=== Extract ===
TORONTO - Canadian researchers have developed a technology that analyzes breast cancer tumours in a new way, allowing them to predict with more than 80 per cent accuracy a patient's chance of recovering.
The goal of the computerized tool is to eventually help doctors better target treatment to an individual patient, based on their tumour's profile.
Called DyNeMo -- for Dynamic Network Modularity -- the system analyzes how proteins and other components within cancer cells interact with each other to form networks.
The way the networks in cells occur can indicate how the tumour is likely to behave.
"What you find is that those proteins actually form a network, so they're not just individual hubs doing their own thing," said co-inventor Marc Wrana, a senior investigator at the Samuel Lunenfeld Research Institute at Mount Sinai Hospital in Toronto.
"They're all interlinked, in the same way humans are interlinked in a social network."
In a study of 350 women with breast cancer, published online Sunday in the journal Nature Biotechnology, the researchers found that patients who survive breast cancer have a different organization of their protein network within tumour cells than those who succumb to the disease.
"So what we were able to do was by looking at how different proteins are expressed ... we're able to identify changes in the global structure of that network that could predict outcomes from disease," Wrana said.
"Our hope with this technology is to eventually provide individualized analysis to breast cancer patients and their oncologists so that they are better informed and empowered to select a treatment best suited to them."
That could mean using certain drugs instead of others, he explained.
Co-inventor Ian Taylor, a PhD candidate in molecular genetics in Wrana's lab, said DyNeMo is intended to add another piece of information to other prognostic technologies used by doctors to determine the size, stage, grade and other traits of a woman's breast tumour.
"This technology doesn't replace those, but it does complement them ... so we have more accurate predictions," he said, noting that as worldwide studies on protein networks accrue, "we expect our accuracy of prediction will increase."
The researchers are looking for partners in the biotech or pharmaceutical industries to commercialize the product, said Wrana, who hopes it will be in widespread use for breast cancer patients within five years.
They also plan to apply the technology to other types of cancer to see if it could predict a patient's response to particular drugs before treatment is chosen. Cellular networks may play a critical role in other diseases, as well.
"Our idea is that these global network changes might not be just important in cancer, but other kinds of complex diseases, such as inflammatory bowel disease," Wrana said.
Marc Vidal, an associate professor of genetics at Harvard Medical School, called the Toronto research an important step in the evolution of personalized medicine.
"They made a really important discovery in cancer research," he said from Boston.
Vidal said the rapidly evolving field of network biology suggests that it is not a person's individual DNA that matters so much, but how that DNA makes products like proteins and how those products interact with each other "in amazingly complex ways."
"That's what creates a cancer cell, that's what creates a cancer cell that will respond -- or not -- to a particular compound (drug)."
Vidal said the exciting aspect of the research is the use of network biology to analyze and better understand cancer cells.
While that won't lead to fully personalized treatment right away, "it's definitely a great foot in the door in that direction."
=== Recorded data ===
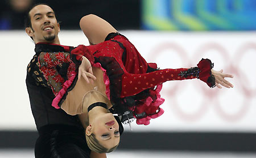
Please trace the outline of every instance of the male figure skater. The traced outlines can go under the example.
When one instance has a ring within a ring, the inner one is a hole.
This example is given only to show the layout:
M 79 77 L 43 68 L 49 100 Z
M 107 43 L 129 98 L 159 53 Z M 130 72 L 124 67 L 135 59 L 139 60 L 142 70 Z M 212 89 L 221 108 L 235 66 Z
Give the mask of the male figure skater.
M 46 87 L 38 55 L 42 52 L 68 52 L 72 48 L 60 45 L 60 25 L 51 7 L 45 4 L 33 6 L 27 15 L 26 32 L 35 44 L 35 54 L 28 65 L 26 80 L 39 134 L 35 147 L 35 157 L 106 157 L 105 153 L 89 149 L 84 128 L 76 116 L 69 116 L 51 106 L 55 96 Z M 63 65 L 59 69 L 68 69 L 66 67 Z

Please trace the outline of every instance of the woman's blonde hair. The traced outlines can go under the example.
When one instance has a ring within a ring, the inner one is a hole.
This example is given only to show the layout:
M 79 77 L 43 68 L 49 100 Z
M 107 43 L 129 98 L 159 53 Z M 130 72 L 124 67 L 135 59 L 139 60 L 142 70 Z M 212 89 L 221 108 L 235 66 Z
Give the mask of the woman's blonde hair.
M 85 134 L 85 138 L 89 148 L 91 150 L 100 153 L 111 152 L 114 151 L 119 145 L 118 143 L 114 147 L 108 149 L 100 143 L 100 142 L 97 140 L 95 135 L 93 133 L 92 133 L 90 135 Z

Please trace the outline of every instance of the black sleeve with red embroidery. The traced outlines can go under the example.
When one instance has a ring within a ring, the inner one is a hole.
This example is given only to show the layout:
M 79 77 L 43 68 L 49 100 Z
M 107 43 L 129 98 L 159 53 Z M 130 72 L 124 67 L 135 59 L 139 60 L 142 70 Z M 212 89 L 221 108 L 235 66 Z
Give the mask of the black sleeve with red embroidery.
M 38 61 L 44 77 L 56 96 L 61 89 L 65 80 L 70 78 L 75 71 L 76 65 L 71 59 L 69 53 L 42 52 Z M 63 65 L 67 66 L 68 69 L 67 72 L 61 75 L 60 71 Z

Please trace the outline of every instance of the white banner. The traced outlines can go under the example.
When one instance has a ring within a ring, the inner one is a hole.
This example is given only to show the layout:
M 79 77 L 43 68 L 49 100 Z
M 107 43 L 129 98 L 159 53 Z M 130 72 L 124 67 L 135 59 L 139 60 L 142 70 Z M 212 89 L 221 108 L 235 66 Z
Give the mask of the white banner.
M 234 87 L 210 88 L 198 79 L 164 83 L 165 111 L 135 131 L 256 131 L 256 32 L 121 31 L 148 62 L 160 69 L 191 67 L 202 58 L 234 75 Z M 62 45 L 88 45 L 81 31 L 62 31 Z M 25 79 L 34 44 L 24 31 L 0 32 L 0 130 L 35 130 Z M 129 130 L 127 126 L 125 128 Z

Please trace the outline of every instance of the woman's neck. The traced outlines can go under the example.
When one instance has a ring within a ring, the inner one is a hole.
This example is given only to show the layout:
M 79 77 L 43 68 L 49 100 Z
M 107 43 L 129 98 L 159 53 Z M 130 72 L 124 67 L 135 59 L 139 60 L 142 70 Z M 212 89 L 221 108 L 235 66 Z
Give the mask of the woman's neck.
M 102 106 L 95 106 L 88 112 L 88 122 L 90 123 L 90 122 L 93 122 L 94 119 L 97 118 L 97 116 L 108 113 L 109 110 Z

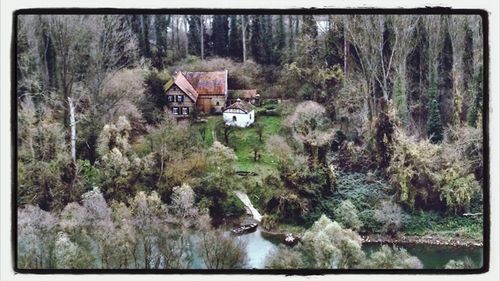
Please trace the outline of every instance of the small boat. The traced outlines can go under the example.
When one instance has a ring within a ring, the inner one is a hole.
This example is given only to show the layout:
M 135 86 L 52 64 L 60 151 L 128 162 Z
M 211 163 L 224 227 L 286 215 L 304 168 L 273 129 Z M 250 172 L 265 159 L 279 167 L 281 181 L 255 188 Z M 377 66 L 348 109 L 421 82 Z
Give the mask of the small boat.
M 285 244 L 287 245 L 290 245 L 290 246 L 293 246 L 295 244 L 297 244 L 297 242 L 299 242 L 299 237 L 296 237 L 296 236 L 293 236 L 293 234 L 291 233 L 288 233 L 286 236 L 285 236 Z
M 250 233 L 254 232 L 257 229 L 257 224 L 256 223 L 251 223 L 251 224 L 245 224 L 238 226 L 236 228 L 233 228 L 231 230 L 232 234 L 245 234 L 245 233 Z

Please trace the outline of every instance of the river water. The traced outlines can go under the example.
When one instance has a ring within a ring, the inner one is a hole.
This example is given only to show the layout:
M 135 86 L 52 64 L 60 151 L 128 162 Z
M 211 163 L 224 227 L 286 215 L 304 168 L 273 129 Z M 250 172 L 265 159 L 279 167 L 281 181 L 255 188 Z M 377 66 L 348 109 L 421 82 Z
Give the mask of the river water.
M 280 243 L 280 241 L 276 240 L 276 238 L 263 234 L 258 228 L 253 233 L 237 236 L 237 239 L 242 239 L 247 243 L 246 250 L 248 254 L 248 268 L 256 269 L 264 269 L 266 256 L 271 251 L 276 249 Z M 196 243 L 195 236 L 193 236 L 192 240 L 192 242 Z M 380 244 L 364 244 L 363 251 L 369 255 L 378 250 L 380 246 Z M 466 257 L 469 257 L 478 268 L 483 264 L 482 247 L 455 247 L 417 244 L 399 247 L 405 248 L 408 253 L 420 259 L 424 268 L 444 268 L 449 260 L 463 260 Z M 192 268 L 204 268 L 201 257 L 196 255 L 196 253 L 194 255 Z

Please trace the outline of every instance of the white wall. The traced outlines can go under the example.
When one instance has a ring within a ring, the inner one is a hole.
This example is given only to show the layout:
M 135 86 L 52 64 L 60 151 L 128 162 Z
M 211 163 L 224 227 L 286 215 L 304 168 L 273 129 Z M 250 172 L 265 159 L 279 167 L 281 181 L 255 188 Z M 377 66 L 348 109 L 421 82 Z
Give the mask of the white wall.
M 236 117 L 236 122 L 233 121 L 233 117 Z M 222 114 L 222 118 L 224 118 L 224 123 L 226 124 L 248 127 L 255 120 L 255 112 L 252 110 L 246 114 L 243 111 L 239 111 L 238 113 L 226 111 Z

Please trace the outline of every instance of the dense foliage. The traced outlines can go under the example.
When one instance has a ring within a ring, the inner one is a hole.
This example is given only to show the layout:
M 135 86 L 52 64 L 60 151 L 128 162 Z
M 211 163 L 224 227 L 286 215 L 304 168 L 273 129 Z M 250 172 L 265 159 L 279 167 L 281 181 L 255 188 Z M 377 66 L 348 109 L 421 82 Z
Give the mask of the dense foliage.
M 302 236 L 268 268 L 422 267 L 360 234 L 482 241 L 479 16 L 20 15 L 17 30 L 20 268 L 190 268 L 195 252 L 246 267 L 223 230 L 246 213 L 235 191 L 260 227 Z M 166 111 L 177 71 L 224 69 L 259 94 L 252 126 Z

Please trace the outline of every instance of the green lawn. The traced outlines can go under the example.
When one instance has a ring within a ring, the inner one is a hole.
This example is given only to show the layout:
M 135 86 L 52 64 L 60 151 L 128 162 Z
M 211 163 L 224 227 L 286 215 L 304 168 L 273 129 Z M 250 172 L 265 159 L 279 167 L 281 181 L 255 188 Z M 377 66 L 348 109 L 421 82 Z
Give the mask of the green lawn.
M 276 169 L 276 163 L 272 155 L 266 151 L 266 141 L 279 132 L 281 117 L 259 116 L 257 122 L 264 126 L 262 141 L 259 141 L 255 126 L 238 128 L 229 137 L 229 146 L 234 149 L 237 156 L 237 169 L 240 171 L 262 173 L 265 170 Z M 258 149 L 260 159 L 254 161 L 254 149 Z
M 194 124 L 198 130 L 205 130 L 205 143 L 209 146 L 214 141 L 214 135 L 217 140 L 224 143 L 224 136 L 217 126 L 221 124 L 222 116 L 209 116 L 206 123 Z M 235 128 L 229 136 L 229 147 L 236 154 L 236 170 L 255 172 L 259 178 L 263 178 L 276 170 L 276 163 L 265 149 L 266 141 L 270 136 L 278 134 L 281 128 L 280 116 L 257 116 L 256 123 L 263 125 L 262 141 L 259 141 L 256 126 L 248 128 Z M 212 132 L 214 132 L 212 134 Z M 254 148 L 257 147 L 260 153 L 260 159 L 254 161 Z

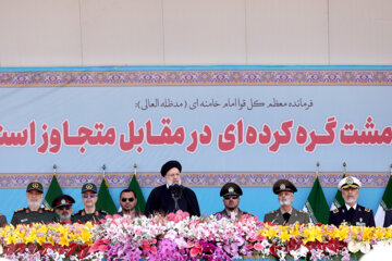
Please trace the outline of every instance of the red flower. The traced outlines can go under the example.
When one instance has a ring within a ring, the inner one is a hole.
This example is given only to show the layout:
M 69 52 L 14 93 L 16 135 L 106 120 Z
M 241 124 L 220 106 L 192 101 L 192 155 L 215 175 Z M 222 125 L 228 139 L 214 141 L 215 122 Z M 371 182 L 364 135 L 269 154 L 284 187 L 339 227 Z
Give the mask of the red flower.
M 196 244 L 192 249 L 191 249 L 191 257 L 192 258 L 196 258 L 198 254 L 203 253 L 203 247 L 200 244 Z
M 29 253 L 38 252 L 38 245 L 37 244 L 28 244 L 27 249 Z
M 77 258 L 78 259 L 84 259 L 85 257 L 87 257 L 89 252 L 89 247 L 87 244 L 83 244 L 81 246 L 78 246 L 78 251 L 77 251 Z

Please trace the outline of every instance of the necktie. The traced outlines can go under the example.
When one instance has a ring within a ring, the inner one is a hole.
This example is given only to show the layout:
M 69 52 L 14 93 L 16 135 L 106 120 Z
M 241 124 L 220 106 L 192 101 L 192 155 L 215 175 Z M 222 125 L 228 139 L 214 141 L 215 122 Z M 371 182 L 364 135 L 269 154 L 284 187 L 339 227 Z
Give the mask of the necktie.
M 291 214 L 290 214 L 290 213 L 284 213 L 284 214 L 283 214 L 283 219 L 284 219 L 284 223 L 283 223 L 283 225 L 284 225 L 284 224 L 286 224 L 286 223 L 289 222 L 290 216 L 291 216 Z
M 350 222 L 350 224 L 353 224 L 353 217 L 354 217 L 354 213 L 355 213 L 355 209 L 354 208 L 350 208 L 348 212 L 347 212 L 347 221 Z

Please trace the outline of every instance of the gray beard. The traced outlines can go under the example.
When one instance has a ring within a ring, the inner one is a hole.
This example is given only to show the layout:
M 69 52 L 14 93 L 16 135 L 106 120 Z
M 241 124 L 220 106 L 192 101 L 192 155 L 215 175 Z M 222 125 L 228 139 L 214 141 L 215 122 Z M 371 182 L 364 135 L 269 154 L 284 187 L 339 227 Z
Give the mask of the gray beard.
M 71 219 L 71 213 L 68 214 L 68 215 L 61 215 L 60 214 L 59 217 L 60 217 L 60 221 L 69 221 Z
M 28 202 L 28 208 L 39 209 L 41 202 Z
M 291 201 L 290 199 L 287 200 L 279 200 L 280 206 L 290 206 L 292 204 L 293 201 Z

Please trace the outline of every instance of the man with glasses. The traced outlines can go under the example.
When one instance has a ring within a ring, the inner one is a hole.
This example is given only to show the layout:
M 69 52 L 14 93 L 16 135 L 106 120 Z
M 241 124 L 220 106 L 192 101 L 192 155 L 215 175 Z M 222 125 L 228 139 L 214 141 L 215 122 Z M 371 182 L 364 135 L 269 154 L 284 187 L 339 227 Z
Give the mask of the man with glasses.
M 272 190 L 278 195 L 280 208 L 265 215 L 265 222 L 278 225 L 294 224 L 296 222 L 309 223 L 309 215 L 302 210 L 293 208 L 294 192 L 297 191 L 293 183 L 287 179 L 279 179 L 273 184 Z
M 52 201 L 52 208 L 58 215 L 57 222 L 62 224 L 72 224 L 71 215 L 73 212 L 72 204 L 75 203 L 75 200 L 69 195 L 60 195 L 56 197 Z
M 27 185 L 27 208 L 16 210 L 12 216 L 11 224 L 48 223 L 56 220 L 53 210 L 40 208 L 44 200 L 44 186 L 38 182 Z
M 329 225 L 340 226 L 346 223 L 355 226 L 376 226 L 372 210 L 358 204 L 360 187 L 359 179 L 353 176 L 339 182 L 338 188 L 342 191 L 344 206 L 330 211 Z
M 132 189 L 122 190 L 120 194 L 121 211 L 118 214 L 131 216 L 132 219 L 140 216 L 142 214 L 135 210 L 137 198 L 135 191 Z
M 98 201 L 97 191 L 97 186 L 94 183 L 86 183 L 83 185 L 82 201 L 84 209 L 72 215 L 72 222 L 86 223 L 88 221 L 97 222 L 99 220 L 105 220 L 108 213 L 103 210 L 96 209 L 96 203 Z
M 220 191 L 220 196 L 223 197 L 224 210 L 217 212 L 213 215 L 217 220 L 220 219 L 231 219 L 236 220 L 242 215 L 249 214 L 238 209 L 240 196 L 243 195 L 243 191 L 238 185 L 235 183 L 226 183 L 223 185 Z
M 166 184 L 154 188 L 150 192 L 145 210 L 147 216 L 155 213 L 168 214 L 179 210 L 186 211 L 191 215 L 200 215 L 195 192 L 181 185 L 181 171 L 182 166 L 175 160 L 162 165 L 161 175 Z

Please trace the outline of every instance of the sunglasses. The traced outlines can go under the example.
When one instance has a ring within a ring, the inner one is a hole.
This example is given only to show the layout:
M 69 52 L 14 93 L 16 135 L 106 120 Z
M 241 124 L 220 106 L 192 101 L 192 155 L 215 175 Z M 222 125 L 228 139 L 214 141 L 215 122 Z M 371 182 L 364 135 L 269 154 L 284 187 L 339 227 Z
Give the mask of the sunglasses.
M 126 202 L 126 200 L 130 202 L 133 202 L 135 199 L 134 198 L 122 198 L 121 199 L 121 201 L 123 201 L 123 202 Z
M 230 196 L 224 196 L 224 199 L 237 199 L 238 196 L 237 195 L 230 195 Z
M 96 194 L 83 194 L 82 196 L 84 198 L 95 198 L 97 195 Z
M 57 209 L 59 209 L 59 210 L 70 210 L 71 206 L 61 206 L 61 207 L 59 207 Z

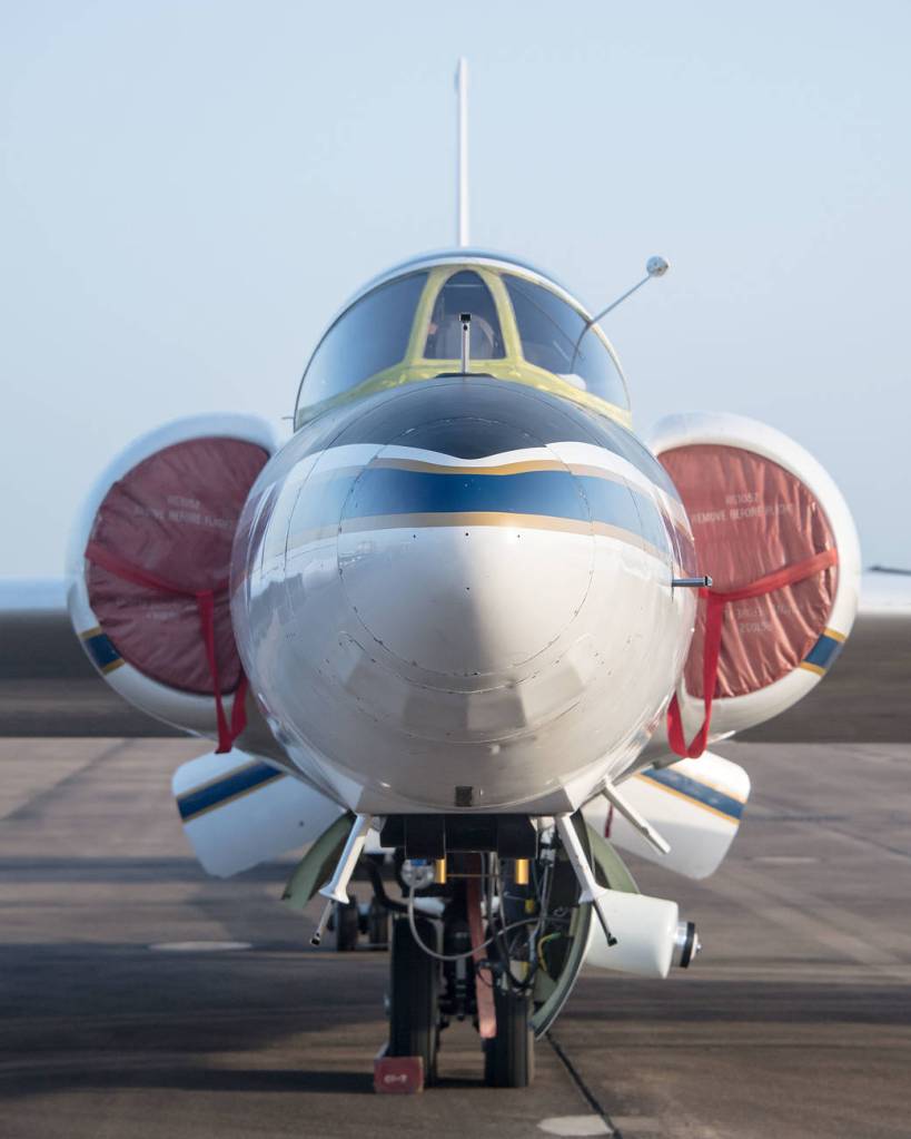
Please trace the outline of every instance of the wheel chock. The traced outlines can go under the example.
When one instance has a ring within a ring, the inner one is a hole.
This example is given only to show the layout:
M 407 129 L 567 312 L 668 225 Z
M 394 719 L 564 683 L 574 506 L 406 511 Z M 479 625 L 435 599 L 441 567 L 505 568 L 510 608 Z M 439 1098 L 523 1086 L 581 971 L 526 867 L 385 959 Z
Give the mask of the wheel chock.
M 387 1056 L 383 1044 L 373 1062 L 373 1090 L 382 1096 L 416 1096 L 424 1090 L 422 1056 Z

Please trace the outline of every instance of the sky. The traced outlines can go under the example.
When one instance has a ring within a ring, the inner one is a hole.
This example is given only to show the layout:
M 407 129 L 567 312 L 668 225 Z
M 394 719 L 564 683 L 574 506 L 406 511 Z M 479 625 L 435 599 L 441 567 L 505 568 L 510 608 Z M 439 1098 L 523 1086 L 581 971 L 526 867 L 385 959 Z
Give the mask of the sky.
M 637 428 L 773 425 L 911 567 L 909 42 L 905 0 L 0 0 L 0 576 L 63 573 L 135 436 L 279 425 L 346 297 L 454 243 L 461 55 L 472 244 L 593 308 L 665 256 L 605 321 Z

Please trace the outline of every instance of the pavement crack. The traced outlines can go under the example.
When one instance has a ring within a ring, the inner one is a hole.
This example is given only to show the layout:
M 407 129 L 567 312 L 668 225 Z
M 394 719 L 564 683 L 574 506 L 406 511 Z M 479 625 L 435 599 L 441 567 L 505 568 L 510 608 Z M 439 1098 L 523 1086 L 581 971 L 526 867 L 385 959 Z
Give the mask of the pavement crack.
M 572 1060 L 566 1055 L 565 1049 L 556 1039 L 556 1036 L 553 1034 L 553 1032 L 546 1033 L 546 1038 L 547 1038 L 547 1043 L 554 1049 L 557 1059 L 569 1073 L 569 1076 L 572 1080 L 572 1082 L 579 1089 L 579 1093 L 581 1095 L 582 1099 L 585 1099 L 585 1101 L 588 1104 L 588 1106 L 591 1108 L 593 1112 L 595 1112 L 604 1120 L 605 1126 L 607 1128 L 607 1133 L 613 1136 L 614 1139 L 623 1139 L 623 1136 L 614 1126 L 611 1116 L 607 1114 L 604 1107 L 602 1107 L 595 1093 L 581 1077 L 575 1066 L 573 1065 Z

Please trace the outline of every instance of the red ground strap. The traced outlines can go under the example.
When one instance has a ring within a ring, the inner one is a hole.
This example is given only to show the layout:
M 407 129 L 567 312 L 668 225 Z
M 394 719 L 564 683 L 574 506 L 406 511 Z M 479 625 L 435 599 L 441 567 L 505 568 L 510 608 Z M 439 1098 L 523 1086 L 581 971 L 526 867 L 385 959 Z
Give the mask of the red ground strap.
M 97 542 L 89 542 L 85 548 L 85 557 L 96 565 L 113 573 L 115 577 L 132 582 L 134 585 L 144 585 L 146 589 L 157 589 L 162 593 L 174 593 L 179 597 L 192 597 L 196 600 L 199 613 L 199 624 L 202 630 L 202 640 L 206 645 L 206 658 L 209 664 L 212 685 L 215 690 L 215 719 L 218 723 L 218 747 L 216 755 L 230 752 L 234 740 L 247 727 L 247 678 L 241 672 L 240 682 L 234 690 L 234 706 L 231 711 L 231 723 L 227 722 L 224 704 L 222 702 L 222 686 L 218 681 L 218 661 L 215 655 L 215 595 L 227 590 L 227 582 L 220 582 L 213 589 L 194 590 L 176 585 L 173 581 L 158 577 L 149 573 L 141 566 L 134 566 L 130 562 L 117 557 L 102 549 Z
M 775 573 L 767 574 L 749 585 L 742 589 L 727 591 L 718 589 L 701 589 L 699 597 L 704 597 L 705 605 L 705 639 L 702 650 L 702 691 L 705 704 L 705 714 L 702 727 L 687 744 L 684 736 L 684 719 L 680 714 L 680 704 L 677 693 L 673 694 L 668 707 L 668 743 L 676 755 L 685 760 L 695 760 L 705 751 L 709 739 L 709 728 L 712 722 L 712 702 L 715 695 L 715 682 L 718 681 L 718 661 L 721 655 L 721 630 L 724 624 L 724 606 L 731 601 L 746 601 L 752 597 L 762 597 L 763 593 L 772 593 L 785 585 L 793 585 L 804 577 L 812 577 L 814 573 L 828 570 L 838 562 L 838 551 L 823 550 L 811 558 L 797 562 L 793 566 L 785 566 Z

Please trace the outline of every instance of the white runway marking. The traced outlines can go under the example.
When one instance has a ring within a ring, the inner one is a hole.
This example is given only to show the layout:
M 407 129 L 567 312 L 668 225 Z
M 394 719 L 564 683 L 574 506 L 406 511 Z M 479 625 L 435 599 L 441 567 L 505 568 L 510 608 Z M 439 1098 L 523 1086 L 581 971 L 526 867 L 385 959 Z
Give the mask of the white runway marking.
M 541 1120 L 538 1128 L 548 1136 L 613 1134 L 599 1115 L 554 1115 L 549 1120 Z
M 249 941 L 162 941 L 149 949 L 156 953 L 229 953 L 252 945 Z

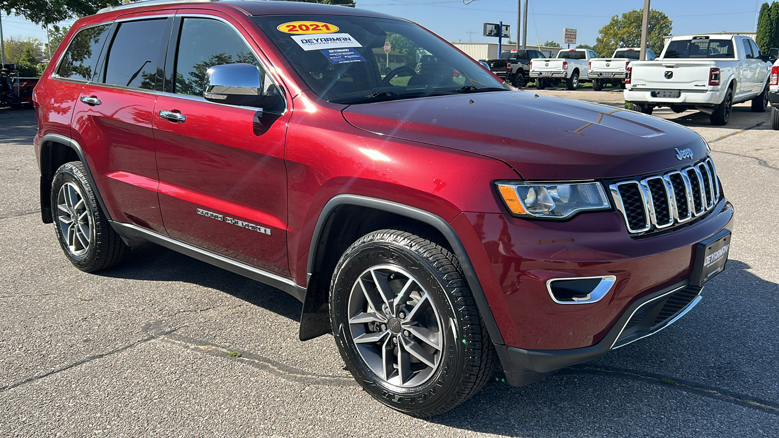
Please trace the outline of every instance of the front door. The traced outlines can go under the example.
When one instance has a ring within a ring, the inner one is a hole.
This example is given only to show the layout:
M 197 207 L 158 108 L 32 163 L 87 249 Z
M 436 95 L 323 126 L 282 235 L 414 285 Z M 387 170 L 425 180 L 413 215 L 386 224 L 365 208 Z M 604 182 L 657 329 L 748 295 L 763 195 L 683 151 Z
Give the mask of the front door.
M 284 153 L 290 113 L 267 117 L 203 97 L 206 69 L 221 64 L 254 64 L 263 84 L 275 87 L 232 24 L 180 16 L 172 35 L 168 93 L 157 99 L 153 113 L 165 228 L 174 238 L 288 275 Z

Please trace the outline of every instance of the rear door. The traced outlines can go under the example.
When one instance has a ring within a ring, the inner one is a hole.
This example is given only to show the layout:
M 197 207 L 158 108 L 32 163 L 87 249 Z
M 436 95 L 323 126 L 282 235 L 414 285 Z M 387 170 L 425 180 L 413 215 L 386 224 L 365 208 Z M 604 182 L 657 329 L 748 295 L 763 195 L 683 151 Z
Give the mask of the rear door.
M 154 108 L 165 228 L 172 238 L 288 275 L 284 154 L 291 111 L 273 115 L 203 98 L 206 69 L 221 64 L 253 64 L 266 89 L 278 86 L 245 30 L 229 17 L 202 14 L 177 16 L 165 93 Z
M 72 121 L 73 138 L 84 149 L 111 217 L 160 233 L 151 115 L 172 22 L 161 16 L 118 20 Z

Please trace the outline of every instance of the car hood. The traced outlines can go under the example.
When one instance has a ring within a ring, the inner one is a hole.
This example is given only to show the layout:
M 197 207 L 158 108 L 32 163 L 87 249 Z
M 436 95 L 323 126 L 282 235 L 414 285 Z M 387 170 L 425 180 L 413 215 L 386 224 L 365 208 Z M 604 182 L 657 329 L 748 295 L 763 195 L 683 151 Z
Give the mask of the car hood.
M 639 175 L 707 153 L 700 136 L 675 123 L 528 91 L 361 104 L 343 112 L 360 129 L 492 157 L 526 179 Z M 675 148 L 689 148 L 693 157 L 680 161 Z

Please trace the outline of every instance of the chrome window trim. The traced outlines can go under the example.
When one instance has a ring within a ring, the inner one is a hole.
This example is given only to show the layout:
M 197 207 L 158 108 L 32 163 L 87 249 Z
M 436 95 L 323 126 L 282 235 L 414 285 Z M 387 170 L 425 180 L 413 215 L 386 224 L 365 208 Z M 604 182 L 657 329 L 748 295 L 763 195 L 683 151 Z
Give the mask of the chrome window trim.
===
**Exercises to complete**
1. Answer these questions from the DyNeMo article:
(a) How many women took part in the study published in Nature Biotechnology?
(b) At which research institute is Marc Wrana a senior investigator?
(c) Which disease other than cancer does Wrana name as an example of a complex disease?
2. Write out the passage of the DyNeMo article between "The goal of" and "Hospital in Toronto.", inclusive, substituting "molecules" for "proteins".
3. Shorten the paragraph of the DyNeMo article that begins "Co-inventor Ian Taylor", keeping its main facts.
The records play no part in this work.

**Task-by-task results**
1.
(a) 350 women.
(b) The Samuel Lunenfeld Research Institute at Mount Sinai Hospital in Toronto.
(c) Inflammatory bowel disease.

2.
The goal of the computerized tool is to eventually help doctors better target treatment to an individual patient, based on their tumour's profile.
Called DyNeMo -- for Dynamic Network Modularity -- the system analyzes how molecules and other components within cancer cells interact with each other to form networks.
The way the networks in cells occur can indicate how the tumour is likely to behave.
"What you find is that those molecules actually form a network, so they're not just individual hubs doing their own thing," said co-inventor Marc Wrana, a senior investigator at the Samuel Lunenfeld Research Institute at Mount Sinai Hospital in Toronto.

3. Ian Taylor, a co-inventor and PhD candidate in molecular genetics in Wrana's lab, said DyNeMo is meant to add information to the prognostic technologies doctors use to determine a breast tumour's size, stage, grade and other traits.